### TEXT EXCERPT

My home has been a 3 month project

I haven't had the headspace to work on any big projects lately. However, I have been making HUGE strides on my physical space. For several years, I feel like I have been holding on to stuff. Now the baby birds have flown and it's time to let go. All I want to do is to organize my home and spaces. I started with what I'll lovingly call "the green room", which was one of my children's bedrooms. All three slept in there at various points and it was filled with furniture, lego, clothes, musical instruments, books, water bottles, school supplies... Just filled. 

I had made an agreement with my workplace to work from home one day per week and I wanted this to start as of October. I was motivated to create this space. It started with clearing the room and painting the walls cream. Where did all that stuff go? Garbage and obvious donations were sorted and hauled to the appropriate places. I put the bunks, bedside table, and a bureau up on freecycle, and most of the other stuff was stuffed into bins and loaded into the closet or pushed into the blue room. I didn't take a before photo, and now I really wish I had because it was a lot of work.

######
### DATA EXCERPTS

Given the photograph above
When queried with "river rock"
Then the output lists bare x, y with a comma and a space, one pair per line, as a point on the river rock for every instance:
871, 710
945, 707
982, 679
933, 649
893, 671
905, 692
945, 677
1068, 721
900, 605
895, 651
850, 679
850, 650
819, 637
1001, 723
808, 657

######

REQUIRED ACTION ▸ Continue the post about reorganizing the home, starting from the point where its second paragraph ends.

REPLY ▸
After painting, which looked great, I had a very clear vision of a low stimulation environment. I had a good idea of colours... I just had this unshakeable image of how I wanted the space to look and somehow that made it really easy to complete, which included a futon (and within an hour of that decision we found one sold locally, never used, and rated for 350 pounds) so that we could invite people to stay in our home. I love the space. The kids love the space. Neil loves the space. The cats would love it but I don't let them in. I have a rigid routine for my work-from-home day, including plant care on Monday mornings and clean on Monday afternoons. I keep it cat hair free and clutter free and I can breathe in there. More plants have moved in but essentially here's how it looks.
 




Here's my cozy, low stimulation "work from home" corner. Right above is my little plant friend and my beautiful art piece - The Carp. Further above shows some display pieces of old office equipment, and all the lovely plants that have slowly moved in. It is very much a peaceful place that is productivity focused. This is essential for me for a home office. I need one place in the home that is dedicated to work, otherwise my attention is pulled away from my duties.

The kids' stuff is being worked through in sessions - over Christmas I'll ask them to go through their video game collection which is the next biggest category of things. We have been through the clothes and books. There are some things that I find hard to let go, but that's my issue. I figure it has to do with missing my little boys. I just wasn't prepared for losing them to growing into fine young men.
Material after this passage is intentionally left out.